(TEXT PROVIDED)
All of lore.kernel.org
 help / color / mirror / Atom feed
* Write GFX_FLSH_CNT after updating GGTT entries
@ 2015-11-19 10:20 Zhi Wang
  2015-11-19 10:35 ` Ville Syrjälä
  0 siblings, 1 reply; 8+ messages in thread
From: Zhi Wang @ 2015-11-19 10:20 UTC (permalink / raw)
  To: intel-gfx, Tian, Kevin, Gao, Ping A, Zhiyuan Lv

Hi Gurus:
     I'm curious about the register GFX_FLSH_CNT(0x101008) in 
i915_gem_gtt.c. Does these register exist in recently generations? After 
digging into b-spec, it looks only BXT and CHV has this register. Does 
the desktop platform also have this register which needs to be written 
after updating GGTT MMIOs?

BTW: Looks windows driver haven't used this MMIO... So whose behavior is 
the right behavior?

Thanks,
Zhi.
_______________________________________________
Intel-gfx mailing list
Intel-gfx@lists.freedesktop.org
http://lists.freedesktop.org/mailman/listinfo/intel-gfx

^ permalink raw reply	[flat|nested] 8+ messages in thread

* Re: Write GFX_FLSH_CNT after updating GGTT entries
  2015-11-19 10:20 Write GFX_FLSH_CNT after updating GGTT entries Zhi Wang
@ 2015-11-19 10:35 ` Ville Syrjälä
  2015-11-19 13:04   ` Zhi Wang
  2015-11-20  9:23   ` Tian, Kevin
  0 siblings, 2 replies; 8+ messages in thread
From: Ville Syrjälä @ 2015-11-19 10:35 UTC (permalink / raw)
  To: Zhi Wang; +Cc: intel-gfx, Gao, Ping A

On Thu, Nov 19, 2015 at 06:20:23PM +0800, Zhi Wang wrote:
> Hi Gurus:
>      I'm curious about the register GFX_FLSH_CNT(0x101008) in 
> i915_gem_gtt.c. Does these register exist in recently generations? After 
> digging into b-spec, it looks only BXT and CHV has this register. Does 
> the desktop platform also have this register which needs to be written 
> after updating GGTT MMIOs?
> 
> BTW: Looks windows driver haven't used this MMIO... So whose behavior is 
> the right behavior?

(RECORDS SUPPLIED)

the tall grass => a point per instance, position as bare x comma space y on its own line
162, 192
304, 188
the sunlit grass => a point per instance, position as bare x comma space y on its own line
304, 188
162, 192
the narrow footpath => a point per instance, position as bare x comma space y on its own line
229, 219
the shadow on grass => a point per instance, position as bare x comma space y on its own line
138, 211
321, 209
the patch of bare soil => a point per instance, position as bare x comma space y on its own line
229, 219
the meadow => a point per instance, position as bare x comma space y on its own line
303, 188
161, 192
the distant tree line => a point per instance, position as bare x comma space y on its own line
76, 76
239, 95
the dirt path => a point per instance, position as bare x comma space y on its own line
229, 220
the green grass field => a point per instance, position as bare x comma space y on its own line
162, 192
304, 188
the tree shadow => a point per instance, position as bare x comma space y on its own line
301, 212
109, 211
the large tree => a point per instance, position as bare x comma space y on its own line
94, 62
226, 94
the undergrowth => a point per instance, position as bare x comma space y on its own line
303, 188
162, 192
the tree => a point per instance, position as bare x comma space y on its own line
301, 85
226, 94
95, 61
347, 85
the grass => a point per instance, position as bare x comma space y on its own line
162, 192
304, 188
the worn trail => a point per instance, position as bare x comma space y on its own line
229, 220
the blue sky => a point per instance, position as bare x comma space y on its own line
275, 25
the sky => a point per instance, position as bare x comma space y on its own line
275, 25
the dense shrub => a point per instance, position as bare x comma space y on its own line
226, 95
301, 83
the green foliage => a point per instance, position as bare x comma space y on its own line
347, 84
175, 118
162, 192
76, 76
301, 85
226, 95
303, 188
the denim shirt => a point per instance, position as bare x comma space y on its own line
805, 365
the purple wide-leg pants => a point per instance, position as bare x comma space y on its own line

(TO BE DONE)
• a. In the mailing-list thread about GFX_FLSH_CNT, which platforms does the b-spec appear to list as having that register?
• b. Output the records as a numbered list, starting at the line that contains "the distant tree" and ending at the last line of the records, with blank lines left out.
The mailing-list thread and the records come from separate, unrelated sources.

(FINAL ANSWERS)
• a. BXT and CHV.

• b.
1. the distant tree line => a point per instance, position as bare x comma space y on its own line
2. 76, 76
3. 239, 95
4. the dirt path => a point per instance, position as bare x comma space y on its own line
5. 229, 220
6. the green grass field => a point per instance, position as bare x comma space y on its own line
7. 162, 192
8. 304, 188
9. the tree shadow => a point per instance, position as bare x comma space y on its own line
10. 301, 212
11. 109, 211
12. the large tree => a point per instance, position as bare x comma space y on its own line
13. 94, 62
14. 226, 94
15. the undergrowth => a point per instance, position as bare x comma space y on its own line
16. 303, 188
17. 162, 192
18. the tree => a point per instance, position as bare x comma space y on its own line
19. 301, 85
20. 226, 94
21. 95, 61
22. 347, 85
23. the grass => a point per instance, position as bare x comma space y on its own line
24. 162, 192
25. 304, 188
26. the worn trail => a point per instance, position as bare x comma space y on its own line
27. 229, 220
28. the blue sky => a point per instance, position as bare x comma space y on its own line
29. 275, 25
30. the sky => a point per instance, position as bare x comma space y on its own line
31. 275, 25
32. the dense shrub => a point per instance, position as bare x comma space y on its own line
33. 226, 95
34. 301, 83
35. the green foliage => a point per instance, position as bare x comma space y on its own line
36. 347, 84
37. 175, 118
38. 162, 192
39. 76, 76
40. 301, 85
41. 226, 95
42. 303, 188
43. the denim shirt => a point per instance, position as bare x comma space y on its own line
44. 805, 365
45. the purple wide-leg pants => a point per instance, position as bare x comma space y on its own line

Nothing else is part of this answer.